__Referring expression pointing data__.
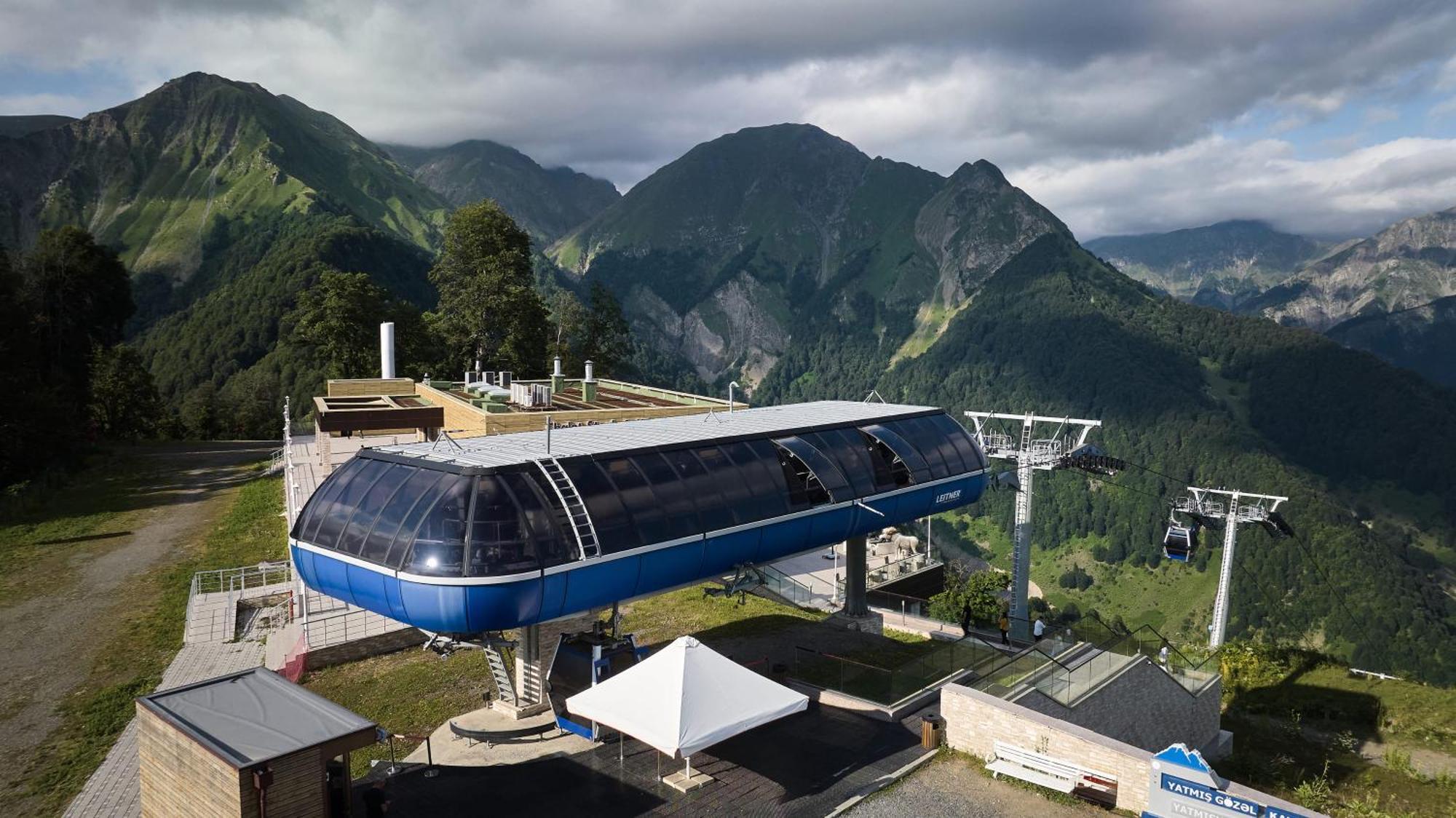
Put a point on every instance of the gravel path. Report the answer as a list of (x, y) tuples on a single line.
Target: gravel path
[(50, 641), (953, 788)]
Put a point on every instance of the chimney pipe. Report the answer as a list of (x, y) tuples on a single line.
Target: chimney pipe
[(387, 350), (589, 386)]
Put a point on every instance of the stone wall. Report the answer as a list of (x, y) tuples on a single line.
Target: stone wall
[(363, 648), (976, 721)]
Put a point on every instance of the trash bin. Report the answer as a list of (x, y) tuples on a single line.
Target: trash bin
[(933, 730)]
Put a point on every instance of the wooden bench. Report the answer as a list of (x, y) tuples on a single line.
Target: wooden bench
[(1053, 774), (491, 739)]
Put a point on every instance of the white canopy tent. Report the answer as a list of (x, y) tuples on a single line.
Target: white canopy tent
[(687, 698)]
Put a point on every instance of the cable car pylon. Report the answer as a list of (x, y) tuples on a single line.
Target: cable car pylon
[(1208, 509), (997, 434)]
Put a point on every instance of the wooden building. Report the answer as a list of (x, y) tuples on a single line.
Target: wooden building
[(250, 744)]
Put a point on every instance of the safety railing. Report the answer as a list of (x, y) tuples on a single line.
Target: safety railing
[(340, 628), (240, 580), (890, 686), (886, 570)]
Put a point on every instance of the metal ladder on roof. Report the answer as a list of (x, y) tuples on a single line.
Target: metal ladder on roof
[(576, 509)]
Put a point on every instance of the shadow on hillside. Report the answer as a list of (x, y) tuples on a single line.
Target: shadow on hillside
[(146, 477), (1289, 733)]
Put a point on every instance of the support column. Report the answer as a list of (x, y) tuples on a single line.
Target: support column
[(857, 603), (1021, 555), (529, 683), (1221, 602)]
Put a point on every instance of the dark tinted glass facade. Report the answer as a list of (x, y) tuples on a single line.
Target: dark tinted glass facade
[(510, 522)]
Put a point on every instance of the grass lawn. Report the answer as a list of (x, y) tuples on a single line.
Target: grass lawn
[(688, 611), (148, 637), (1176, 599), (98, 506), (414, 692), (1301, 723)]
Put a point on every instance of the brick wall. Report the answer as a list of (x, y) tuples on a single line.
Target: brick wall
[(1142, 707)]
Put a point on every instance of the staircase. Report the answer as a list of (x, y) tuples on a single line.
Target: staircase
[(577, 516), (500, 673)]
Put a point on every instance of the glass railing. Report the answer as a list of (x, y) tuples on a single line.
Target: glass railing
[(890, 686), (886, 570), (790, 589)]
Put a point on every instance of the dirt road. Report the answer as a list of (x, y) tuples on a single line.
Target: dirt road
[(50, 641)]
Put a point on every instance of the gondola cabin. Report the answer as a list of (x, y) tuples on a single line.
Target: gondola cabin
[(1180, 542), (583, 662), (503, 532)]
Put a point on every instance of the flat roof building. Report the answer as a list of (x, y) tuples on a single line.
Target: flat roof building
[(248, 744)]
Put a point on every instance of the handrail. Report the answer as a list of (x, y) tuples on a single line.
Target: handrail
[(901, 683)]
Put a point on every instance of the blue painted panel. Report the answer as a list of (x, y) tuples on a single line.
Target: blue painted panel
[(397, 603), (305, 564), (468, 609), (670, 567), (554, 596), (369, 589), (599, 583), (832, 526), (783, 539), (721, 554), (436, 608), (333, 579), (491, 608)]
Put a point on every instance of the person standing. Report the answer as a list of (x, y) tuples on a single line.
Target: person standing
[(376, 801)]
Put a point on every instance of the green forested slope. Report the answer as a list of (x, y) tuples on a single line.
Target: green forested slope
[(1208, 398), (226, 341), (152, 177), (547, 203)]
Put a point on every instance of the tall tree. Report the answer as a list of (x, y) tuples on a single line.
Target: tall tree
[(490, 309), (124, 401), (340, 317), (79, 296)]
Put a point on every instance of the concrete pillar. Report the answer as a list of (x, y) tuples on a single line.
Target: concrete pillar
[(529, 672), (589, 386), (857, 603)]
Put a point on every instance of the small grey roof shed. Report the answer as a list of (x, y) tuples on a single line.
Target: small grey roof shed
[(245, 744)]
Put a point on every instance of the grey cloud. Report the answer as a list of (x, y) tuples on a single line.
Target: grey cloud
[(621, 88)]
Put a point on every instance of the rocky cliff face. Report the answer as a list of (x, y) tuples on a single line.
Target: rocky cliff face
[(548, 203), (975, 225), (1407, 266), (730, 253), (1221, 266)]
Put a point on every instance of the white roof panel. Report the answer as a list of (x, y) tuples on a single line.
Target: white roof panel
[(625, 436)]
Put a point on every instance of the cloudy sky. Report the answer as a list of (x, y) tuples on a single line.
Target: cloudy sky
[(1330, 119)]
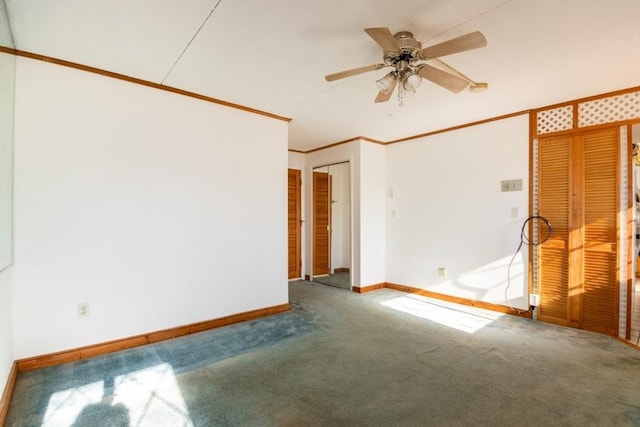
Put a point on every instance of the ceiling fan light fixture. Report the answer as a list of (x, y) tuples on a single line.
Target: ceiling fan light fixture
[(411, 81), (387, 82), (478, 87)]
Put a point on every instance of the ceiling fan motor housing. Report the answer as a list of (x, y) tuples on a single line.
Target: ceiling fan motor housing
[(409, 49)]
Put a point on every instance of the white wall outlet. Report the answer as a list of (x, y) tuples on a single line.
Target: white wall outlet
[(534, 300), (83, 309), (511, 185)]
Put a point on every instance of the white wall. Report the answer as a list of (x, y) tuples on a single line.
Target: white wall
[(373, 213), (6, 327), (446, 209), (157, 209)]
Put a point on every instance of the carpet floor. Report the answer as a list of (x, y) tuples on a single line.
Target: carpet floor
[(384, 358)]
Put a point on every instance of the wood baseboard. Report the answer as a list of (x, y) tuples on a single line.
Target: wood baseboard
[(8, 393), (458, 300), (365, 289), (65, 356)]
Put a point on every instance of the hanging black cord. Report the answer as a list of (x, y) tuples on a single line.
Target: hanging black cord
[(524, 240)]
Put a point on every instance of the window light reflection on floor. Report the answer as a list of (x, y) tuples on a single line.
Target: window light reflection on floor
[(460, 317), (149, 396)]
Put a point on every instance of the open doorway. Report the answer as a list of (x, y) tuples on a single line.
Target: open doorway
[(332, 225)]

__To do__. Without the pictures, give the entries above back exactly.

__Response__.
Put a point on every instance of the gravel path. Report the answer as a list of (x, y) tuples on a single line.
Target: gravel path
[(50, 641), (953, 788)]
Put a point on every instance of the chimney pipe. Report the answer as a list of (x, y) tuples on a single line.
Target: chimney pipe
[(387, 350), (589, 386)]
Put a point on every instance of the stone wall. Report the answer as a list of (x, y) tuples on a single line.
Target: stone wall
[(363, 648), (976, 721)]
Put a point on every instance of the trash bin. Report the answer as a list of (x, y) tuples on a single line.
Target: trash bin
[(933, 730)]
Put a point on every instance of the wooden bench. Report the answer as a list of (x, y) tuples on a single line.
Target: wooden bench
[(1053, 774), (491, 739)]
Put a point on every instance of the white canopy tent. Report the answer as a list of (x, y) tuples on a single line.
Target: white canopy tent
[(687, 698)]
Put a point on every instance of the cable car pylon. Report the answer as a list of (x, y) tuples on a single line.
Target: cable car pylon
[(1208, 509), (997, 434)]
Put a point on every instance of the wooden building. Report the answer as a list of (x, y) tuples on a single line.
Target: wooden building
[(250, 744)]
Put a point on every instance of the safety railing. Report the answer as a list of (x, y) tuples on a single line.
Target: safety railing
[(340, 628), (240, 580), (890, 686), (886, 570)]
Put a point on every instance of the metal ladder on roof. Report the answer as a list of (x, y) tuples on a single line.
Target: metal ladder on roof
[(576, 509)]
Put a point on every instance of the shadow on hillside. Report the answer as a list of (x, y) tuples on a single line.
Target: shadow on hillside
[(146, 477), (1289, 733)]
Put a point on every instance of the support column. Report the answer as a list of (x, y) tuples on a single line.
Target: support column
[(857, 603), (1021, 555), (529, 683), (1221, 602)]
Put a point on every instance of the dark tinted glass facade. Report the answer as a list of (x, y) tuples on a single line.
Target: dark tinted glass facade
[(510, 522)]
Put a point on every instance of the grass lawn. Report the answer as a list of (x, y) tuples on a single line.
Target: grass lawn
[(688, 611), (148, 637), (1176, 599), (98, 506), (414, 692), (1301, 723)]
Put a point on every instance of the brick wall. Report the answer as a list of (x, y) tuples on a single line.
Target: brick wall
[(1142, 707)]
Put a point on every instance of the staircase. Report the answer as a list of (x, y) tuples on a single line.
Target: staircase
[(577, 516), (500, 673)]
Put a point on every instance of the glass railing. Report the answer as a list of (x, y) tuples on a single line.
Target: glass railing
[(890, 686), (886, 570), (790, 589)]
Put a point on every instance of the dirt road. Report the answer as a list of (x, y) tuples on a single line.
Target: dirt road
[(50, 641)]
Put a point on every instance of the gondola cabin. Report the answer as a list of (x, y) tuples on a single line.
Target: gondola cabin
[(1180, 542), (583, 662), (503, 532)]
Put a point on every instance of the flat roof building. Report the answer as a list of (x, y) tuples on a single line.
Target: flat roof building
[(248, 744)]
Put a point on every instance of the handrail. Report the answer as a list of (x, y) tuples on a single line.
Target: handrail
[(901, 683)]
Put a point on every instance of the blue painted panel. Report the answer as a list of (x, y) tuples on a single line.
Target: blue painted panel
[(397, 603), (305, 564), (468, 609), (670, 567), (554, 596), (369, 589), (599, 583), (832, 526), (783, 539), (721, 554), (436, 608), (333, 579), (491, 608)]
Put a point on every instance of the person standing. Report the answer as a list of (x, y) tuples on a single line.
Target: person standing
[(376, 801)]
Put a point on every instance of the green forested slope. Report the answer as a list of (x, y) tuples on a single line.
Target: green forested slope
[(1208, 398), (226, 341), (152, 177), (547, 203)]
Put a point on every instance of the tall tree. Report the answer as a list of (x, y) tuples on a single line.
Target: tall tree
[(490, 309), (124, 401), (340, 317), (79, 296)]
Put a point on every instance of the concrete pillar. Report the answer as a list of (x, y) tuples on a single line.
Target: concrete pillar
[(529, 672), (589, 386), (857, 603)]
Put a point on every instance of the small grey roof shed. Report the answer as a list of (x, y) tuples on a single line.
Target: small grey roof shed
[(245, 744)]
Put a point on every instance of the grey cloud. Report the answer as a list of (x, y) tuples on a single line.
Target: grey cloud
[(621, 88)]
Put a point on every instance of the rocky cliff face. Report the answer as a list of (x, y) tuples on a single line.
Target: rocky cliff face
[(548, 203), (975, 225), (1407, 266), (730, 253), (1221, 266)]
Put a point on every instance of the white roof panel. Report the answer as a list of (x, y) tuples on a single line.
Target: white roof panel
[(625, 436)]
Put a point on every instance of the cloudy sky. Report the answer as a list of (x, y) tuples on a single line.
Target: cloudy sky
[(1330, 119)]
Put a point on every instance of the ceiling fan light fixture. Report the answer as a list of (x, y) tuples on a single line.
Target: ceiling fan light fixture
[(411, 81), (387, 82), (478, 87)]
Put a point on every instance of the ceiling fan motor housing. Report the answer as a list of (x, y) tuples on a single line.
Target: ceiling fan motor housing
[(409, 49)]
Put a point on every instance of the white wall outlet. Report the answer as a list of (x, y) tuples on a single line.
Target: white wall outlet
[(534, 300), (83, 309), (511, 185)]
Put a point on every instance of the white wall. Report the answer as a list of (x, y) tuples on a single line.
Target: white wall
[(373, 213), (6, 327), (446, 209), (157, 209)]
Put a point on every instance of the carpet floor. Report the answer as a list of (x, y) tuples on a single line.
Target: carpet floor
[(384, 358)]
Put a point on every instance of the wood baseboard. Report the answer as a list of (x, y) tuples on a single line.
Target: wood baseboard
[(8, 393), (458, 300), (365, 289), (65, 356)]
Put a point on every instance of the hanging black cord. Report the answer as a list of (x, y) tuples on a single line.
Target: hanging black cord
[(524, 240)]
Put a point on every instance of the window light reflection on floor. Report the answer as a list of (x, y) tuples on a single line.
Target: window light reflection on floor
[(460, 317), (149, 396)]
Put a point on every instance of the open doorway. Report the answer as a list of (x, y) tuples on a single line.
Target: open doorway
[(332, 225)]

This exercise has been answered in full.